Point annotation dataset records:
◆ ◆ ◆ ◆

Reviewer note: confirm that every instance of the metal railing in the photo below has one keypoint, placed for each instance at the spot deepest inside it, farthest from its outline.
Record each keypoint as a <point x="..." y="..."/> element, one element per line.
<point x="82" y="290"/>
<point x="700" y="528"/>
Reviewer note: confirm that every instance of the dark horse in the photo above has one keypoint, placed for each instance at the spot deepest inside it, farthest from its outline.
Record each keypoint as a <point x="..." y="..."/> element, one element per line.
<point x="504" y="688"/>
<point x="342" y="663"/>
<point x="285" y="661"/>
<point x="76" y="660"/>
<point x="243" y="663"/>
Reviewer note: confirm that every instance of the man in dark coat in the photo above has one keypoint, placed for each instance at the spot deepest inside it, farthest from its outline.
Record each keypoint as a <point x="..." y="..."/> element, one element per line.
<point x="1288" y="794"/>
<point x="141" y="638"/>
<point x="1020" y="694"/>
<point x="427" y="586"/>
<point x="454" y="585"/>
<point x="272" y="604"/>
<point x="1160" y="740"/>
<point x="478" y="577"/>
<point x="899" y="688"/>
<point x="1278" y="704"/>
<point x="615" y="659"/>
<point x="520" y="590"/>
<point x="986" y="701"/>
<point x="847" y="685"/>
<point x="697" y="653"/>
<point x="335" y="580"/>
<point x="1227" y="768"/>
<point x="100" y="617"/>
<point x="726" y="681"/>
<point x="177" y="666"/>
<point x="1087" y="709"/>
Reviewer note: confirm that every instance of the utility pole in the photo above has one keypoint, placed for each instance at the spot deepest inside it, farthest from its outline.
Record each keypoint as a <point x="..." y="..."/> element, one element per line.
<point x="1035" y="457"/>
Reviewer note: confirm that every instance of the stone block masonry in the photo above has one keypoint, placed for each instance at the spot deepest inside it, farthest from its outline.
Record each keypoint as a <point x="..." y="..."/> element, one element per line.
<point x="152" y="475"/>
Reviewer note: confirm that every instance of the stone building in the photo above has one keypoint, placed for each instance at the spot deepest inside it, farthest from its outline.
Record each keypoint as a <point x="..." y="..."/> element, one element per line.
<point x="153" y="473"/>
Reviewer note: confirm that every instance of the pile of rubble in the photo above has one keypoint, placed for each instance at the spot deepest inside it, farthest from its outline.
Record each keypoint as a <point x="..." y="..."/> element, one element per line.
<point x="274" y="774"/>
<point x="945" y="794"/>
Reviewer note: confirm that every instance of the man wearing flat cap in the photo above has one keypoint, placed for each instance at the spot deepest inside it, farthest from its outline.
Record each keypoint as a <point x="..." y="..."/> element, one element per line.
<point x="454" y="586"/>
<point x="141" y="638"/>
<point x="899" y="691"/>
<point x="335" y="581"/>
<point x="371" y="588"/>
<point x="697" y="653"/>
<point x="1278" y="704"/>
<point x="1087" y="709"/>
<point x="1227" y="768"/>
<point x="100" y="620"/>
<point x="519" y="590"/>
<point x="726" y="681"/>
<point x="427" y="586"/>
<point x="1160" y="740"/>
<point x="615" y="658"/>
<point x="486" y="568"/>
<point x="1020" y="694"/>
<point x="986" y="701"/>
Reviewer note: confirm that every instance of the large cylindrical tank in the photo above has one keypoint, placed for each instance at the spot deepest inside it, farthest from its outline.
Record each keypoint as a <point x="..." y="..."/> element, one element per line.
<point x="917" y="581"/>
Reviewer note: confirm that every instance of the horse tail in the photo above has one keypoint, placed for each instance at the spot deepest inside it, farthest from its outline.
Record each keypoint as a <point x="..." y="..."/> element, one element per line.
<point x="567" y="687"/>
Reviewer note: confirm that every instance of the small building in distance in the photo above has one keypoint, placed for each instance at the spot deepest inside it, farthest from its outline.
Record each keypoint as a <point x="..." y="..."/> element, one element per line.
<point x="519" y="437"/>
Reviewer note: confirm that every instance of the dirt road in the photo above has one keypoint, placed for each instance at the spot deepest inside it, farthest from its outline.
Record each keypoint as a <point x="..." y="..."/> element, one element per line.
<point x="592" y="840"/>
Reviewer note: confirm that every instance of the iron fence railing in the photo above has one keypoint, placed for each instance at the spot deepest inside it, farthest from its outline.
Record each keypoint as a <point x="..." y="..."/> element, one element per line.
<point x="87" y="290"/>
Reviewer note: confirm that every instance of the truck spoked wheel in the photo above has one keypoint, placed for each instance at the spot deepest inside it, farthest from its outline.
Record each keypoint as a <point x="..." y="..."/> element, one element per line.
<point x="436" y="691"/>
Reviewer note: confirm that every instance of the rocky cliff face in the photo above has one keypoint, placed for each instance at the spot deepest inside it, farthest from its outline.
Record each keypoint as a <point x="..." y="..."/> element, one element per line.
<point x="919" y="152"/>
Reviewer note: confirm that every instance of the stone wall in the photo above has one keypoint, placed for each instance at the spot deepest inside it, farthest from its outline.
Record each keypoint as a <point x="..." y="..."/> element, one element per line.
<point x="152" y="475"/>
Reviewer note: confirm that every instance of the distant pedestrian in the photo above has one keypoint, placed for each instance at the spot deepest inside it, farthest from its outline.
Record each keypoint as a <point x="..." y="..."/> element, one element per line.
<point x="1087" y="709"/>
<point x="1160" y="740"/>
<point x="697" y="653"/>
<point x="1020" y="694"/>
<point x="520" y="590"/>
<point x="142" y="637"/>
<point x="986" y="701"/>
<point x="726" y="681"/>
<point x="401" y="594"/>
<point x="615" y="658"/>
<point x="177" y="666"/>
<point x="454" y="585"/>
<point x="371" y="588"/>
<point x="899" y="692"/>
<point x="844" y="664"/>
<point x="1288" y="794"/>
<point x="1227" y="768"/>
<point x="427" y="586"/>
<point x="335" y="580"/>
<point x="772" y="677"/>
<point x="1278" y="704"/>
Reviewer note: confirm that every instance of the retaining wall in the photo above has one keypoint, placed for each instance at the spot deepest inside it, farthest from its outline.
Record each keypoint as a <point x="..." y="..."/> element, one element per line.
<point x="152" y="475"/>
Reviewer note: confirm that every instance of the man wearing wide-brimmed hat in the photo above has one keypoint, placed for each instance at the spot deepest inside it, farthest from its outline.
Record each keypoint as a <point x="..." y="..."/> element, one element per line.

◆ ◆ ◆ ◆

» WRITTEN PROBLEM
Copy out all the entries shown above, character for character.

» OUTPUT BELOW
Reviewer note: confirm that every instance of the metal railing in the photo below has one keypoint, placed for each instance at the spot deepest inside it, farthest from its outline.
Record each keypoint as a <point x="..." y="..."/> element, one element per line.
<point x="82" y="290"/>
<point x="700" y="528"/>
Reviewer note: confirm that every instance of the dark horse in the photo above has one keypoint, placed for each instance at the spot deepest inside it, farthest from its outline.
Record each keypoint as a <point x="..." y="..."/> element, one element per line.
<point x="504" y="688"/>
<point x="342" y="663"/>
<point x="285" y="661"/>
<point x="76" y="660"/>
<point x="243" y="663"/>
Reviewer note: confirm that every instance of the man in dark coat in the photo above has one keypoint, placed for each instance at the spot deepest inside it, farthest from its outline.
Record each keypoint as a <point x="..." y="..."/> element, one element per line.
<point x="1288" y="794"/>
<point x="141" y="638"/>
<point x="1020" y="694"/>
<point x="427" y="586"/>
<point x="454" y="585"/>
<point x="272" y="604"/>
<point x="1160" y="740"/>
<point x="478" y="577"/>
<point x="899" y="688"/>
<point x="1278" y="704"/>
<point x="615" y="659"/>
<point x="520" y="590"/>
<point x="986" y="701"/>
<point x="847" y="685"/>
<point x="697" y="653"/>
<point x="335" y="580"/>
<point x="1227" y="768"/>
<point x="100" y="617"/>
<point x="726" y="681"/>
<point x="177" y="666"/>
<point x="1087" y="709"/>
Reviewer note: confirm that every instance of the utility pole in the photo above has one keypoint, placed for each instance at the spot deepest inside it, farthest from its outline.
Record each keypoint as a <point x="..." y="..."/> element, one element per line.
<point x="1035" y="457"/>
Reviewer note: confirm that every instance of the stone block masonry in the photo above has one keypoint, placed for each instance at the spot deepest inside it, farthest from its outline.
Record each keypoint as a <point x="..." y="..."/> element, one element per line.
<point x="152" y="475"/>
Reviewer note: confirm that every instance of the stone building in the photo above has one keypoint, placed for each instance at the spot deepest inside it, farthest from its outline.
Record each keypoint as a <point x="..." y="..."/> element, one element per line.
<point x="153" y="473"/>
Reviewer note: confirm that every instance of the pile of rubble in the photo above has one keypoint, placed for each instance at the spot deepest inside it, farthest from its outline.
Record each keypoint as a <point x="..." y="..."/> element, one element per line.
<point x="274" y="774"/>
<point x="945" y="794"/>
Reviewer note: confirm that every instance of the man wearing flat cap in the photo above has one keypoint, placed for each instance at the spot deepest inside it, farthest from its outline.
Record each keypoint as a <point x="..." y="..."/> element, one element per line.
<point x="454" y="586"/>
<point x="141" y="638"/>
<point x="899" y="691"/>
<point x="335" y="581"/>
<point x="371" y="588"/>
<point x="697" y="653"/>
<point x="1278" y="704"/>
<point x="1087" y="709"/>
<point x="1227" y="768"/>
<point x="100" y="620"/>
<point x="519" y="590"/>
<point x="726" y="681"/>
<point x="427" y="586"/>
<point x="1160" y="740"/>
<point x="615" y="658"/>
<point x="486" y="568"/>
<point x="1020" y="694"/>
<point x="986" y="701"/>
Reviewer note: confirm that every instance of the large cylindrical tank in the photo above has one keypoint, placed for each instance at the spot deepest inside it, farthest from its outline.
Record each keypoint as a <point x="..." y="..."/> element, one element per line.
<point x="917" y="581"/>
Reviewer note: confirm that every instance of the horse tail in the photo above has one keypoint, placed for each instance at the spot deepest inside it, farthest from its outline.
Record each keypoint as a <point x="..." y="..."/> element, one element per line.
<point x="567" y="687"/>
Reviewer note: confirm that every instance of the small building in distance in the photo above has one keypoint, placed for each instance at the spot deepest inside it, farthest from its outline.
Record each keypoint as a <point x="..." y="..."/> element, one element per line.
<point x="519" y="437"/>
Reviewer note: confirm that every instance of the dirt road in the photo above has one keypoint, placed for each instance at the spot deepest inside it, farthest from its outline.
Record each keypoint as a <point x="..." y="..."/> element, one element per line.
<point x="592" y="840"/>
Reviewer note: confirm that every instance of the iron fence railing in the photo above has one keypoint, placed for each instance at the spot deepest inside it, farthest from its outline.
Record each keypoint as a <point x="..." y="..."/> element, one element per line.
<point x="87" y="290"/>
Reviewer note: confirm that every instance of the truck spoked wheel in the photo above has one keypoint, placed for each instance at the spot deepest inside it, farthest from its outline.
Record each keypoint as a <point x="..." y="..."/> element, one element per line.
<point x="436" y="691"/>
Reviewer note: confirm that every instance of the rocky cliff face in the photo above has one keypoint, placed for each instance at the spot deepest inside it, farthest from its outline.
Record each keypoint as a <point x="..." y="..."/> element, one element per line.
<point x="919" y="152"/>
Reviewer note: confirm that every instance of the stone wall in the photo above has one keypoint, placed for each instance at the spot deepest inside it, farthest from its outline.
Record each keypoint as a <point x="..." y="..."/> element, one element per line.
<point x="152" y="475"/>
Reviewer note: confirm that every instance of the distant pedestrian in the photo above has one keypoint, placed for each instance at the spot deepest inside it, farthest from its outline.
Record each keypoint as a <point x="..." y="..."/> element, one element per line.
<point x="1087" y="709"/>
<point x="1160" y="740"/>
<point x="697" y="653"/>
<point x="1020" y="694"/>
<point x="520" y="590"/>
<point x="142" y="637"/>
<point x="986" y="701"/>
<point x="726" y="681"/>
<point x="401" y="594"/>
<point x="615" y="658"/>
<point x="177" y="666"/>
<point x="454" y="585"/>
<point x="371" y="588"/>
<point x="899" y="692"/>
<point x="844" y="664"/>
<point x="1288" y="794"/>
<point x="1227" y="768"/>
<point x="427" y="586"/>
<point x="335" y="580"/>
<point x="772" y="677"/>
<point x="1278" y="704"/>
Reviewer note: confirm that every instance of the retaining wall in the photo above has one keypoint, placed for each instance at the spot deepest inside it, farthest from its outline.
Record each keypoint as a <point x="..." y="..."/> element, one element per line.
<point x="152" y="475"/>
Reviewer note: confirm that every instance of the man wearing wide-brimmed hat in the photo above has one keypoint, placed for each instance at the spot deepest inside it, farthest from its outline.
Record each keypoint as a <point x="..." y="..."/> element, one element per line.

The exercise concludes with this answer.